## INSTRUCTION 1
Answer these from the account of Albert Faille's life:
(a) Near which Minnesota town was the shack of the hobo who taught Albert wilderness survival?
(b) At what address was the Hudson Bay Fur Company where he sold his furs?
(c) What was the title of R. M. Patterson's book about the Nahanni, and in what year was it published?
## INSTRUCTION 2
According to the account of Albert Faille's life, why did Marion and Harry stay in Duluth after Albert moved to Canada?
## INSTRUCTION 3
Continue the account of Albert Faille's life from its last sentence.

## TEXT BLOCK
------

Albert Faille

Albert Faille. (Image: Public Domain)

Albert Faille was a quiet man, a trapper and prospector in Canada’s vast, unexplored north, but by the end of his life he had achieved relative fame as one of the most steadfast explorers of the South Nahanni River region in the Northwest Territories. Albert lived in Duluth for only a short time, but according to his stepson Harry, he always claimed Duluth as his home.

Albert’s early life is something of a mystery. He was born around 1887; he may have immigrated to the U.S. with his family, or he may have been born in Pennsylvania or Massachusetts. At various times he lists his parents’ nativity as Swiss, Norwegian, and Bohemian. In a brief memoir, he says he was separated from his family when he was very young and lived with a farm family in New Salem, Pennsylvania. At a young age, Albert said, he ran away from that family and took to the road, riding the rails and finding odd jobs to support himself. He ended up in northern Minnesota, taken in, as he said, by a hobo living in a shack outside of Tower. This man taught him how to survive in the wilderness, skills he utilized all his life.

Albert entered World War I around 1917, which would have put him in his late-twenties. The U.S. Army assigned him to the 10th Forestry Engineers, a regiment of men experienced in logging and sawmill work who were sent to France to supply the Allied forces with needed lumber. After the war, Albert returned to Minnesota and worked for the St. Croix Lumber Mill in Winton. He also continued trapping in the winter, and would bring his furs to Duluth to sell. Around 1920, Albert returned to Winton from a trip to Duluth with a wife, Marion Carlson, and her son Harry. After the Winton mill had closed, Albert, Marion, and Harry moved to Duluth in the spring of 1924. They first appear in a Duluth city directory in 1925, living at 4029 London Road.

Albert lived in Duluth for several years but spent much of his time trapping in northern Minnesota and Canada, returning periodically to Duluth to sell his furs at the Hudson Bay Fur Company, then at 15 West Superior Street. In July of 1924, for example, he crossed the border at Fort Frances, traveling from Duluth to Edmonton, Alberta, on the Soo Line Railroad. Although Albert was often away from home, he supported his family in Duluth with money from selling furs, mostly mink.

It’s difficult to say when Albert moved to Canada permanently. He said he asked Marion to go there with him but she wasn’t willing to give up city life, and she and Harry lived the rest of their lives in Duluth. It might have been in 1927, when he wintered on the Flat River in the Northwest Territories. The Flat River flows into the South Nahanni River about 150 miles west of where the Nahanni empties into the Liard River, near the settlement of Nahanni Butte. It was in July of that year that he encountered R. M. Patterson canoeing up the Nahanni River and the two traveled together for several weeks. Patterson documented this trip in his 1954 book about the Nahanni, Dangerous River.

Albert traveled to the Flat River both to trap and to search for a legendary lost gold mine. As the story goes, in 1906 the McLeod brothers died in Deadmen’s Valley (later called Headless Valley) while searching for gold. Their skeletons, missing their skulls, were found in 1908 with a message in their camp reading, “We have found a fine prospect.” Locals assumed the McLeods had been killed for their gold, and the legend grew. Albert headed for the valley on his first trip up the Nahanni in 1927, apparently hoping to find the lost gold mine of the McLeod brothers.

------

## MATERIAL PROVIDED
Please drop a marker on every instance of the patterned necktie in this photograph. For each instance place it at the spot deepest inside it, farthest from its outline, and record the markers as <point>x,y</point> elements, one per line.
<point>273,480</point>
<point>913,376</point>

------

## OUTPUT 1
(a) Tower
(b) 15 West Superior Street
(c) Dangerous River, published in 1954

## OUTPUT 2
Albert said he asked Marion to go to Canada with him, but she wasn't willing to give up city life. She and Harry lived the rest of their lives in Duluth.

## OUTPUT 3
Sometime before 1930 Albert stopped returning to Duluth and spent the rest of his life in the Northwest Territories. He supported himself by trapping and guiding, and by finding some odd jobs—and spent his summers searching for gold. But people who knew him say he was there mainly because he loved the Nahanni country and wanted to be free to roam through it. Every season, after selling his furs and purchasing the needed supplies, he sent any remaining money to Marion in Duluth until her death in 1951.

Living alone in the northern wilderness, Albert had many close calls but always managed to survive. He fell on the ice one winter near the Flat River, aggravating an old back injury, and was laid up for three weeks. He got sick with scurvy and went temporarily blind; he had to pull his own teeth when they became loose from the illness. When he was in his late sixties, his boat overturned on the Nahanni and he lost the craft and all his supplies. He spent eight days in the woods, attempting to walk 150 miles to Fort Simpson, before he was rescued.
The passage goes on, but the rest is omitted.